### Given text:
On 1/14/26 11:20 AM, Terry Bowman wrote:
> The AER service driver and aer_event tracing currently log 'PCIe Bus Type'
> for all errors. Update the driver and aer_event tracing to log 'CXL Bus
> Type' for CXL device errors.
> 
> This requires that AER can identify and distinguish between PCIe errors and
> CXL errors.
> 
> Introduce boolean 'is_cxl' to 'struct aer_err_info'. Add assignment in
> aer_get_device_error_info() and pci_print_aer().
> 
> Update the aer_event trace routine to accept a bus type string parameter.
> 
> Signed-off-by: Terry Bowman <terry.bowman@amd.com>
> Co-developed-by: Dan Williams <dan.j.williams@intel.com>
> Signed-off-by: Dan Williams <dan.j.williams@intel.com>
> Acked-by: Bjorn Helgaas <bhelgaas@google.com>

Reviewed-by: Dave Jiang <dave.jiang@intel.com>


> 
> ---
> 
> Changes in v13->v14:
> - Merged with Dan's commit. Changes are moving bus_type the last
>   parameter in function calls (Dan)
> - Removed all DCOs because of changes (Terry)
> - Update commit message (Bjorn)
> - Add Bjorn's ack-by
> 
> Changes in v12->v13:
> - Remove duplicated aer_err_info inline comments. Is already in the
>   kernel-doc header (Ben)
> 
> Changes in v11->v12:
>  - Change aer_err_info::is_cxl to be bool a bitfield. Update structure
>  padding. (Lukas)
>  - Add kernel-doc for 'struct aer_err_info' (Lukas)
> 
> Changes in v10->v11:
>  - Remove duplicate call to trace_aer_event() (Shiju)
>  - Added Dan William's and Dave Jiang's reviewed-by
> ---
>  drivers/pci/pci.h       |  8 +++++++-
>  drivers/pci/pcie/aer.c  | 20 +++++++++++++-------
>  include/ras/ras_event.h | 12 ++++++++----
>  3 files changed, 28 insertions(+), 12 deletions(-)

### To do:
**1.** Answer these questions from the patch email, each on its own line.
(a) What boolean does the patch add to 'struct aer_err_info'?
(b) Who gave the Reviewed-by tag in the reply?
(c) How many files does the patch change?
**2.** Translate this sentence from the patch email into Spanish: "Update the aer_event trace routine to accept a bus type string parameter."
**3.** Decide whether each statement agrees with the patch email. Answer yes or no and quote the words that decide it.
(a) The v13->v14 changes removed all DCOs.
(b) The v10->v11 changes added a second call to trace_aer_event().
(c) The patch changes four files.

### Items:
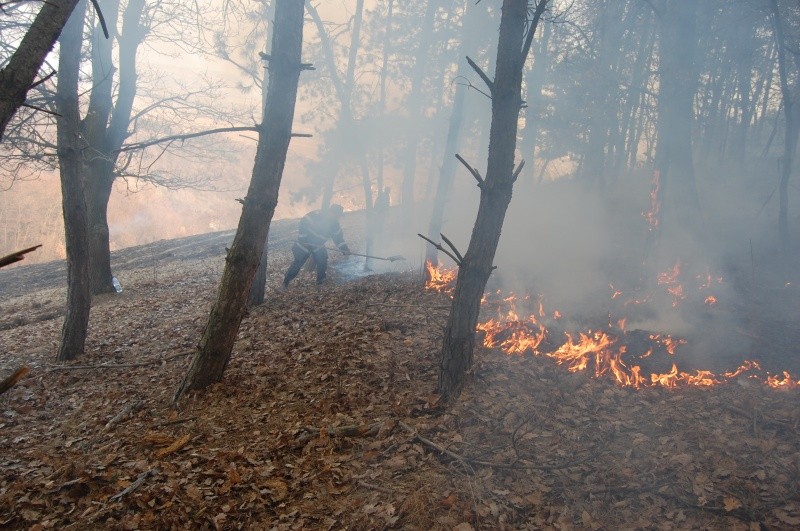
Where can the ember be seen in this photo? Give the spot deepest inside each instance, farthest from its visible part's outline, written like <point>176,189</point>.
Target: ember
<point>517,335</point>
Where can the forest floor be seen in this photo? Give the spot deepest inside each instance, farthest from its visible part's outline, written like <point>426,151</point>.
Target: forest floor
<point>327,417</point>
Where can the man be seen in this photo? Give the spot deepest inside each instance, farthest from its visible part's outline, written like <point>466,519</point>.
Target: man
<point>315,229</point>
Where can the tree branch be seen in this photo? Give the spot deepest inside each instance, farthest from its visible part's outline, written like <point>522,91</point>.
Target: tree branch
<point>482,74</point>
<point>472,170</point>
<point>537,15</point>
<point>453,247</point>
<point>439,246</point>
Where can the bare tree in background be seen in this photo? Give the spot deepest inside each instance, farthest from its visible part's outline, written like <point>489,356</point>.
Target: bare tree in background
<point>517,27</point>
<point>70,145</point>
<point>17,77</point>
<point>788,69</point>
<point>216,344</point>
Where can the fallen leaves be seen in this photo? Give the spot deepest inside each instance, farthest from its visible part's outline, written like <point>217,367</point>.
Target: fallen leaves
<point>307,429</point>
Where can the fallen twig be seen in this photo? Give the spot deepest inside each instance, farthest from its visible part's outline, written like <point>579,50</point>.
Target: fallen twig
<point>174,447</point>
<point>17,256</point>
<point>115,365</point>
<point>12,380</point>
<point>127,410</point>
<point>353,430</point>
<point>519,465</point>
<point>172,422</point>
<point>130,488</point>
<point>427,442</point>
<point>375,487</point>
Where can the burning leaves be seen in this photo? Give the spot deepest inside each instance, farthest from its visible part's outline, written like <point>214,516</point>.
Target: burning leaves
<point>615,354</point>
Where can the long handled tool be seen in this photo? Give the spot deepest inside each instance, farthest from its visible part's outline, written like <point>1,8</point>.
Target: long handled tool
<point>393,258</point>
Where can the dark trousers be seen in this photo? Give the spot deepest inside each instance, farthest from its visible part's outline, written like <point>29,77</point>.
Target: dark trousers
<point>301,254</point>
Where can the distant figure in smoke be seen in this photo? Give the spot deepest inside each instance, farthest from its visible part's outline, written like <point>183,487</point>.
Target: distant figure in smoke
<point>315,229</point>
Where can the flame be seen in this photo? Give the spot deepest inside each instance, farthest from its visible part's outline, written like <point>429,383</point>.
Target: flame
<point>439,278</point>
<point>777,383</point>
<point>513,334</point>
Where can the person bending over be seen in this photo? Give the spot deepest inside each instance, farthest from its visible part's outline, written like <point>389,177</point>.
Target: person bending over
<point>316,228</point>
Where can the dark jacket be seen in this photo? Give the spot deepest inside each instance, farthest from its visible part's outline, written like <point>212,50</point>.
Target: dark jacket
<point>317,227</point>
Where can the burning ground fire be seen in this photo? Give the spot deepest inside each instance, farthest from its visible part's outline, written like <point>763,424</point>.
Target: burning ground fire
<point>605,351</point>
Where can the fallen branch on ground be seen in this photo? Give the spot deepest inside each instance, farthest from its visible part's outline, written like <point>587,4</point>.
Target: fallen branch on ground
<point>12,380</point>
<point>353,430</point>
<point>17,256</point>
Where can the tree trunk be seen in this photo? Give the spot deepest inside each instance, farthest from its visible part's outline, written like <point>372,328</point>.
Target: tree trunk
<point>105,129</point>
<point>469,36</point>
<point>216,344</point>
<point>259,286</point>
<point>791,111</point>
<point>16,78</point>
<point>677,90</point>
<point>76,321</point>
<point>414,106</point>
<point>476,266</point>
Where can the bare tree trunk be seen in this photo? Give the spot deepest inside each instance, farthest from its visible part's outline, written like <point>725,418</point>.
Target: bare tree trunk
<point>448,167</point>
<point>76,321</point>
<point>105,129</point>
<point>677,90</point>
<point>259,286</point>
<point>18,75</point>
<point>216,344</point>
<point>496,188</point>
<point>791,111</point>
<point>414,105</point>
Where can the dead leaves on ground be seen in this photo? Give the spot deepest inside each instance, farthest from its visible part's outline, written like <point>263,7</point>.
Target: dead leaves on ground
<point>305,430</point>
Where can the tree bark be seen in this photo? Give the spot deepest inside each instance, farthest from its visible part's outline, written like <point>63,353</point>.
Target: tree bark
<point>476,266</point>
<point>791,111</point>
<point>447,172</point>
<point>76,321</point>
<point>678,83</point>
<point>216,344</point>
<point>414,105</point>
<point>18,75</point>
<point>106,128</point>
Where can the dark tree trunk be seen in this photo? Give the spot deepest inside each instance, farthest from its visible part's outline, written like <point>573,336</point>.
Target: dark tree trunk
<point>216,344</point>
<point>791,111</point>
<point>19,73</point>
<point>447,172</point>
<point>106,127</point>
<point>476,266</point>
<point>76,321</point>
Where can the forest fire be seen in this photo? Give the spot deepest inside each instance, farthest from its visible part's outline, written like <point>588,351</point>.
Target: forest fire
<point>607,354</point>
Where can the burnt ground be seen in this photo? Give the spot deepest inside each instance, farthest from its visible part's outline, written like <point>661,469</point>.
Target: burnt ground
<point>326,418</point>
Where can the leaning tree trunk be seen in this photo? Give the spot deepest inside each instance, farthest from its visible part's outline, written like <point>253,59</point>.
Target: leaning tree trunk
<point>677,79</point>
<point>76,321</point>
<point>791,110</point>
<point>469,36</point>
<point>476,265</point>
<point>16,78</point>
<point>106,135</point>
<point>216,345</point>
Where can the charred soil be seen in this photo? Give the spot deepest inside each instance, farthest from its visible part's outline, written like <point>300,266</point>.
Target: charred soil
<point>326,418</point>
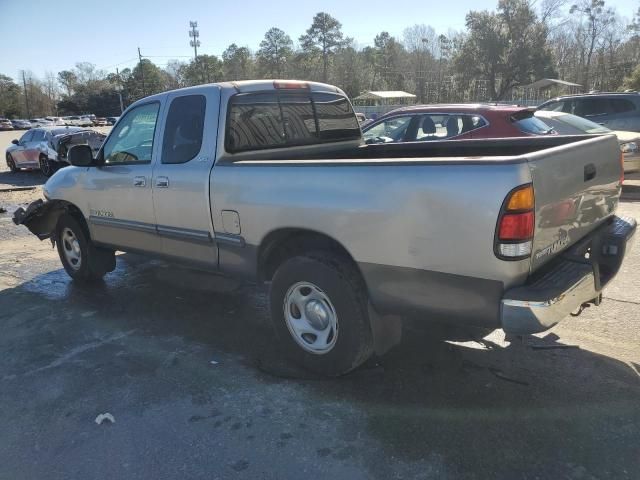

### Answers to the problems:
**1.**
(a) is_cxl
(b) Dave Jiang
(c) 3

**2.** Actualizar la rutina de rastreo aer_event para que acepte un parámetro de cadena con el tipo de bus.

**3.**
(a) Yes: "Removed all DCOs because of changes (Terry)"
(b) No: "Remove duplicate call to trace_aer_event() (Shiju)"
(c) No: "3 files changed"